**CONSIGNES DE L'EXERCICE:**
Sélectionnez puis recopiez chacune des lignes ci-dessous qui contiennent le mot "black". La casse compte.

**Entrées de pointage et d'étiquetage:**
================================

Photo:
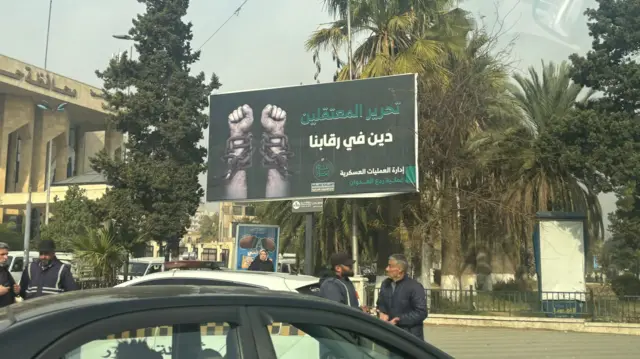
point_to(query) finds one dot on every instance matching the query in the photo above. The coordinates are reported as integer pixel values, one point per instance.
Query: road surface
(496, 343)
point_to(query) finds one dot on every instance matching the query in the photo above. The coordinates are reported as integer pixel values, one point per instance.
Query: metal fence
(587, 305)
(96, 284)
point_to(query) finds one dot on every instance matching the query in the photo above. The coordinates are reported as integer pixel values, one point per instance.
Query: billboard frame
(325, 195)
(237, 243)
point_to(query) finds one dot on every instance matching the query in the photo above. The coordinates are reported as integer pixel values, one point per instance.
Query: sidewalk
(494, 343)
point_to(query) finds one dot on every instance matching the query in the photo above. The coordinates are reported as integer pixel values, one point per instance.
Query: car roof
(272, 280)
(119, 301)
(147, 260)
(152, 296)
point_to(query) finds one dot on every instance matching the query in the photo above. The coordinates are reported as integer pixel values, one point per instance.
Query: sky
(261, 47)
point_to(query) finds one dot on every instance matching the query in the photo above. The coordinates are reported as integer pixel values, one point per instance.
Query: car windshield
(136, 269)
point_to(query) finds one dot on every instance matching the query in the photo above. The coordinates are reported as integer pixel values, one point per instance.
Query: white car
(266, 280)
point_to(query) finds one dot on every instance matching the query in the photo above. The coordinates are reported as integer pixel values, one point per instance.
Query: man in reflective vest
(46, 275)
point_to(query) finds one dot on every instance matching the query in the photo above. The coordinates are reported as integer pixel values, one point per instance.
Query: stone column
(80, 151)
(112, 141)
(15, 113)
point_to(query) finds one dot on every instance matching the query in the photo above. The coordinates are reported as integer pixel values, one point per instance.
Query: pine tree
(159, 105)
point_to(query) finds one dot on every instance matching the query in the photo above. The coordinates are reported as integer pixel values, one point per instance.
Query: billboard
(559, 244)
(250, 239)
(342, 139)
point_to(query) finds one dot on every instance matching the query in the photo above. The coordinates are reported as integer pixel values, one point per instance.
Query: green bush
(513, 285)
(626, 284)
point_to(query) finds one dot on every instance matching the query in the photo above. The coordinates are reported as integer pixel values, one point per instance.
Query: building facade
(44, 116)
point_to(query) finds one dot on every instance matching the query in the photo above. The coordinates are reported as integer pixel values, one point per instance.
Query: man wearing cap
(46, 275)
(336, 285)
(8, 287)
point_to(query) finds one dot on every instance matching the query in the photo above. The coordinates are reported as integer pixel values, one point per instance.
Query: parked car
(265, 280)
(199, 322)
(16, 261)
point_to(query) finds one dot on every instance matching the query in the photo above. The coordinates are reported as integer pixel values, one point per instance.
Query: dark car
(198, 322)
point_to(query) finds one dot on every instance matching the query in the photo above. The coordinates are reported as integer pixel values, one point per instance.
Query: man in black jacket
(47, 275)
(262, 263)
(336, 285)
(402, 300)
(8, 287)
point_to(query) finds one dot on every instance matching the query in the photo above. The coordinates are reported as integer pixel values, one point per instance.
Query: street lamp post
(45, 106)
(46, 47)
(128, 38)
(354, 207)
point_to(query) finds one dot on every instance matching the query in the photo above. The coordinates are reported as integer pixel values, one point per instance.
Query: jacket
(408, 302)
(7, 280)
(55, 278)
(339, 290)
(262, 266)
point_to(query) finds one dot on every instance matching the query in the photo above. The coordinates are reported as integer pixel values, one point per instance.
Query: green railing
(587, 305)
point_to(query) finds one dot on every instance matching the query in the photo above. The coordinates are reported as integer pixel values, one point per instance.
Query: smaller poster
(251, 239)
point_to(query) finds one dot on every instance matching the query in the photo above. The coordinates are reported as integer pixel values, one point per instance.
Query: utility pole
(46, 47)
(27, 230)
(354, 207)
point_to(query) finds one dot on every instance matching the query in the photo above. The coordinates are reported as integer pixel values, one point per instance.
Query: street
(495, 343)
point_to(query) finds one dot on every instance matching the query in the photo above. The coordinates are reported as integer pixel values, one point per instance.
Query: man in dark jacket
(336, 285)
(8, 287)
(402, 300)
(262, 263)
(46, 275)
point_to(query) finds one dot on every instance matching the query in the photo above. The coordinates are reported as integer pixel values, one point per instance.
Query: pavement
(498, 343)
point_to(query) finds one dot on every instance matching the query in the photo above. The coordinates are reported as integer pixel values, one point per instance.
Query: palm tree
(332, 228)
(400, 36)
(455, 193)
(100, 252)
(533, 178)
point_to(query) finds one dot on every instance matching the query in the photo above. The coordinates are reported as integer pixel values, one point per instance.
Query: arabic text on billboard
(328, 140)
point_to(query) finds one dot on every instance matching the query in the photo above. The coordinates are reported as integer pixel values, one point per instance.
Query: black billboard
(339, 139)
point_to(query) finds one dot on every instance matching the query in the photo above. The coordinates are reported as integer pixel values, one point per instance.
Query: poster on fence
(253, 238)
(341, 139)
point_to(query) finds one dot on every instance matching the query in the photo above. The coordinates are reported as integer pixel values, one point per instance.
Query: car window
(313, 341)
(193, 281)
(312, 289)
(18, 264)
(199, 341)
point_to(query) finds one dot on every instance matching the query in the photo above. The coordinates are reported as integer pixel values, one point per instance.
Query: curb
(557, 324)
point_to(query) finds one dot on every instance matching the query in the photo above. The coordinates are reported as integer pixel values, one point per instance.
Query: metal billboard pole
(354, 208)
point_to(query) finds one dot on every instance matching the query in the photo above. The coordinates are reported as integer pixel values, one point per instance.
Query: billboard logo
(323, 187)
(323, 170)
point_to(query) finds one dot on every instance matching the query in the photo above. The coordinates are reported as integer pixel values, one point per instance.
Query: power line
(235, 13)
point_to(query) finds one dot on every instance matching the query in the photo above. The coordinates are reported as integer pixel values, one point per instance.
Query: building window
(237, 210)
(148, 251)
(224, 257)
(18, 148)
(209, 254)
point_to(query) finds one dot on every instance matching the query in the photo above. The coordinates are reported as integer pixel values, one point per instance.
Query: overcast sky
(261, 47)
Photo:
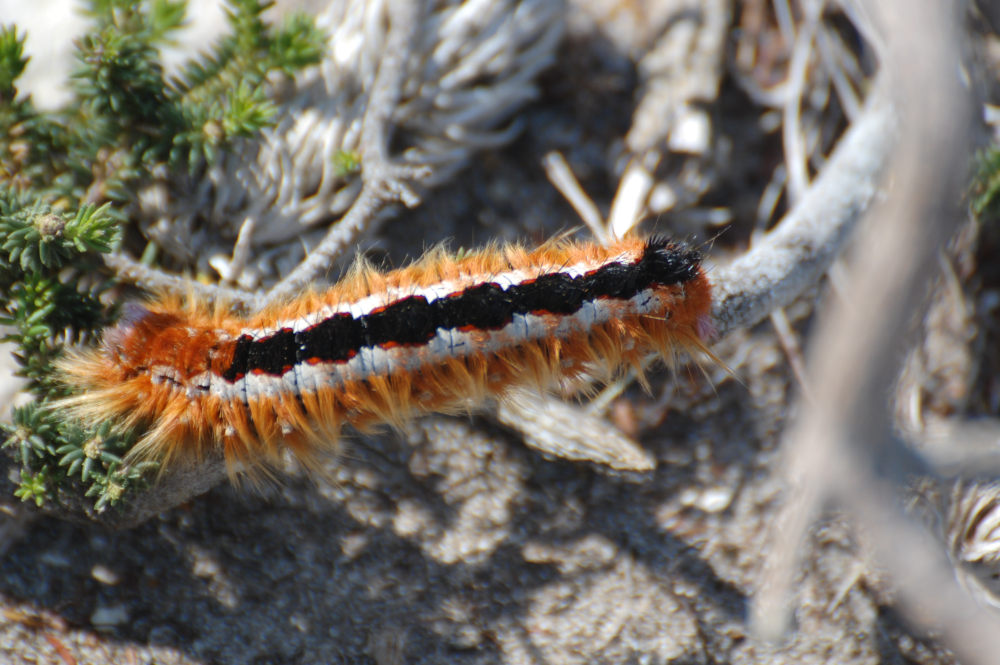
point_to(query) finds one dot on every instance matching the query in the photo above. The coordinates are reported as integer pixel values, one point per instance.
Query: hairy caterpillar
(381, 347)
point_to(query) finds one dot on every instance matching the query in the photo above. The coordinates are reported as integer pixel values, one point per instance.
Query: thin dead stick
(383, 180)
(834, 445)
(788, 260)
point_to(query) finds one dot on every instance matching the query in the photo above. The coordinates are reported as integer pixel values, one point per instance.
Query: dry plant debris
(460, 544)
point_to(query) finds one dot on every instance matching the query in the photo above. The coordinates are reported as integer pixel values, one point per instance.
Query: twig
(802, 247)
(129, 270)
(835, 444)
(382, 183)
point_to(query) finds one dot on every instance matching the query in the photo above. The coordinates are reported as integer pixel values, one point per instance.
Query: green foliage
(68, 178)
(985, 199)
(346, 162)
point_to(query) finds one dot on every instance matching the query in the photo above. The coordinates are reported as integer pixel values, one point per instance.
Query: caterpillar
(439, 335)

================================

**LA RÉPONSE:**
Query: man in black jacket
Query: black billboard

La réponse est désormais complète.